**** Selected excerpt ****

Root Cause analysis – a sequence of cause and effect is investigated until the origin of the problem is identified. Root Cause Analysis (RCA) is a systematic concept that involves a set of problem-solving approaches used to determine the underlying cause of an issue. In most cases, when a problem occurs, it creates other problems and resulting problems create others. For instance, in one of the software systems we discovered that some parts of the system were becoming very slow. On further analysis, the page was loading too much data. On further analysis the users where not closing the visiting, leaving many data points to be queried. So a possible solution was to close the visits programmatically after some time. The alternative solution could have been to add more RAM and processing power to the computers. Tools that can help in carrying out effective root cause analysis include the 5 WHY and the Fish Bone Diagram.

Algorithms – in this approach one defines set of step-by-step procedures that provides the correct answer to a particular problem. By following the instructions correctly, you are guaranteed to arrive at the right answer. An algorithm provides specific rules that guarantee a solution.

Brain Storming – Here the methods works by collecting a large number of ideas until one works. Some of these ideas can be crafted into original, creative solutions to a problem, while others can spark even more ideas.

Analogies – Here we compare parallels and make analogies to some other fields where the problem can easily be understood. An analogy is an abstract parallel between two quite different things. For example, you might analogize driving to project management. In both cases it helps to have a map (i.e., a plan) for where you’re going. An analog is a comparison between two objects, or systems of objects that highlights aspects in which they are thought to be similar. Analogical reasoning is any type of thinking that relies upon an analogy. Note that analogy is a cognitive process in which the problem solvers reason through the relationship between the prior experience and the current problem. There are three steps to

  • Mapping step
  • Application Step (Inference Step)
  • Learning Step

Challenges with this approach include ability to find relevant analogies and ability to resist false counter-suggestions that would destroy the analogy.

Working backwards – Working backwards is to start with the final solution and work back one step at a time to get to the beginning. This process will include the following

  • Work back through the logic of what is causing the problem, using the 5WHY’s process or any information that may be relevant, to the ‘resources’ that are driving it.

****

**Required work**:
A. Rewrite the problem-solving passage from "Algorithms – in" up to and including "even more ideas.", putting "suggestions" wherever "ideas" appears.
B. Name every problem-solving approach that the passage on problem-solving methods introduces with its own heading.
C. Go on with the passage on problem-solving approaches from the point where it stops.

**** Supplied information ****

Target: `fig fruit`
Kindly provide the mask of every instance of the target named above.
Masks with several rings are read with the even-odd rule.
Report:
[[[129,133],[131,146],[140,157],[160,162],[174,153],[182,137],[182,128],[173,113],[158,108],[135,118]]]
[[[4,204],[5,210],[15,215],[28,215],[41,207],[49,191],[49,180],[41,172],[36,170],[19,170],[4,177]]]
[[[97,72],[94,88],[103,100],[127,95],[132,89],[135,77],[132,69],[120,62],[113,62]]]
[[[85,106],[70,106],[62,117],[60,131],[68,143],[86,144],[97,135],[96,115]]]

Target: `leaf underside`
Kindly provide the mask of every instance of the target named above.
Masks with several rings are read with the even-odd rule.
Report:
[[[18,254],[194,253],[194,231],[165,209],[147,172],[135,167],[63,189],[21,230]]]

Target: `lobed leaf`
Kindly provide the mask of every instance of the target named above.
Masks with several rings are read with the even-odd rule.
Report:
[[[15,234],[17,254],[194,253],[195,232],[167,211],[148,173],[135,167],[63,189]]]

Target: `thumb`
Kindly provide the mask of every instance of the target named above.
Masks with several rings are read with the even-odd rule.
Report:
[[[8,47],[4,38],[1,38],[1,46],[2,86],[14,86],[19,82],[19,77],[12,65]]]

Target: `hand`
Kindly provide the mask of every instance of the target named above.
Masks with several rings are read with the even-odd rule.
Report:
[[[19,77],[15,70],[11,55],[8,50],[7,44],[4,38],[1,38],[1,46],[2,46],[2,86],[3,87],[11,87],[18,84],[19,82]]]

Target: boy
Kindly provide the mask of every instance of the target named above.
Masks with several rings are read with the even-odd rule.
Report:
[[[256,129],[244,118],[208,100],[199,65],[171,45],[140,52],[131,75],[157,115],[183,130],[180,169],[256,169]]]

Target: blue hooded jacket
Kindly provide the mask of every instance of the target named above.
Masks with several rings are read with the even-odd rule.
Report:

****

**Final results**:
A.
Algorithms – in this approach one defines set of step-by-step procedures that provides the correct answer to a particular problem. By following the instructions correctly, you are guaranteed to arrive at the right answer. An algorithm provides specific rules that guarantee a solution.

Brain Storming – Here the methods works by collecting a large number of suggestions until one works. Some of these suggestions can be crafted into original, creative solutions to a problem, while others can spark even more suggestions.

B.
Root Cause analysis
Algorithms
Brain Storming
Analogies
Working backwards

C.
  • Look at the history of the events that have brought the situation to its current level.
  • Sketch out how you think a solution for the future might work, by changing the input flows and working through what could happen to input and output levels.

This technique works well when

  • The final result is clear and the initial portion of a problem is obscure.
  • A problem proceeds from being complex initially to being simple at the end.
  • A direct approach involves a complicated equation.
  • A problem involves a sequence of reversible actions.

Means End analysis – In this technique aims to apply sequence of transformations that directly target the end state. As described, a problem exists in a current state (initial state) that must be transformed to arrive at given final state. So one might look at the current state, identify the differences between the current state and final state and then keep on providing solutions to the differences. For instance, start at initial state and then create every possible permutation from my initial state. The next step is to calculate the difference in the states just made and end state. In summary:-

  • Identify your current state,
  • Identify where you want to be (your goal state),
  • Identify the means that will get you there.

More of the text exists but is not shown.